— FILAS DE ORIGEN —
__________________________________________________

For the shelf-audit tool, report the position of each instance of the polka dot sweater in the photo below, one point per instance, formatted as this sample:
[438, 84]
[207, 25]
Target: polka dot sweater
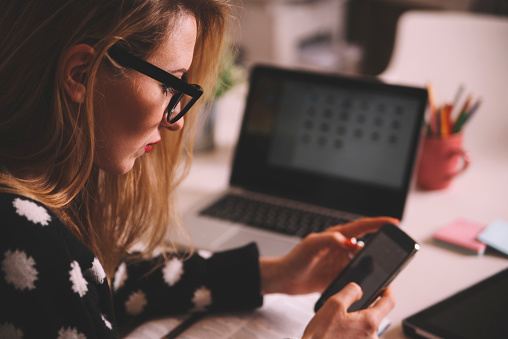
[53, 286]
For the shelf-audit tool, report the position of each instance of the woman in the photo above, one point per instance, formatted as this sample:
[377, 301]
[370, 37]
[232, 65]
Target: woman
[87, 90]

__________________________________________________

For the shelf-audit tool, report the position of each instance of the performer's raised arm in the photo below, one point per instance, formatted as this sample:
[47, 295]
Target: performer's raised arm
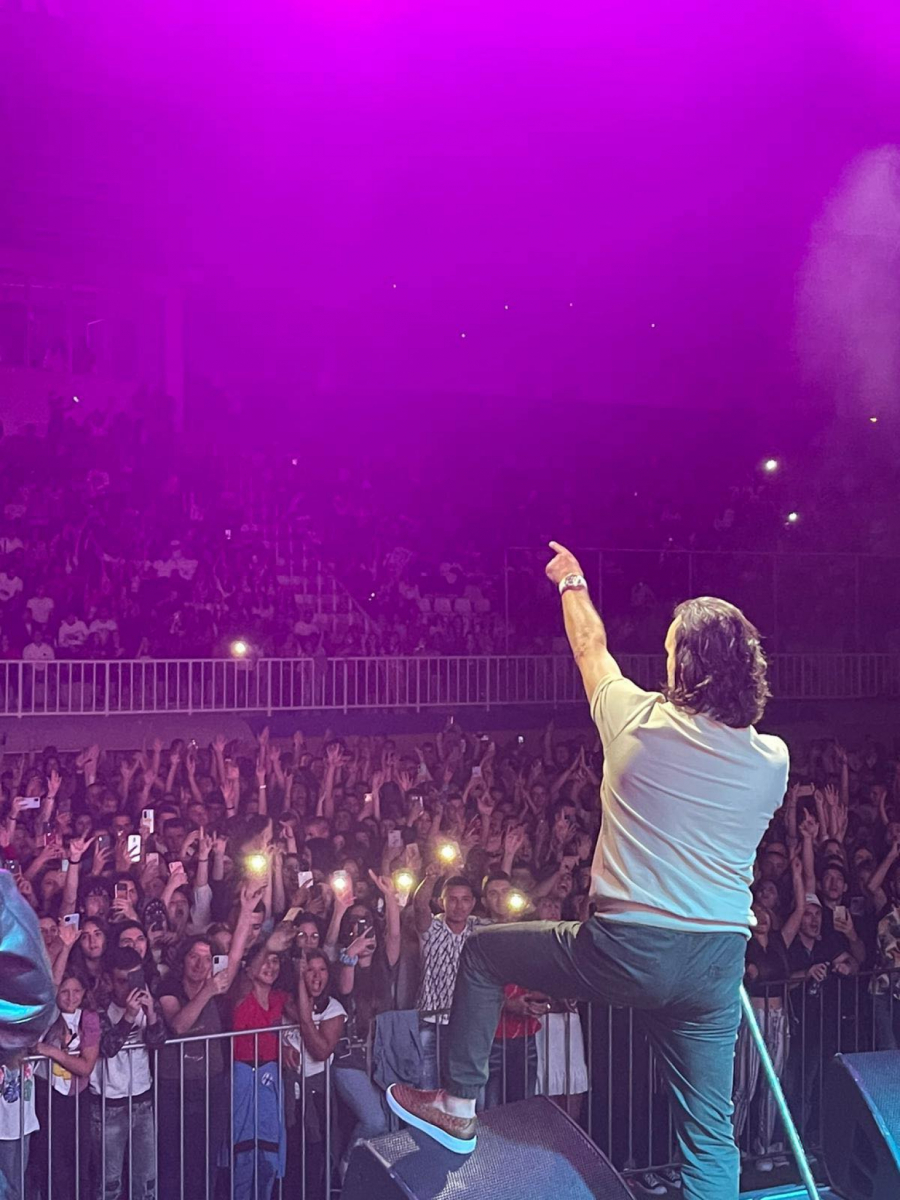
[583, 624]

__________________________________________________

— TRABAJO POR HACER —
Indica el número de líneas de las filas que contienen la palabra "Target". Responde solo con la cifra, por favor.

— RESULTADO DE LA TAREA —
3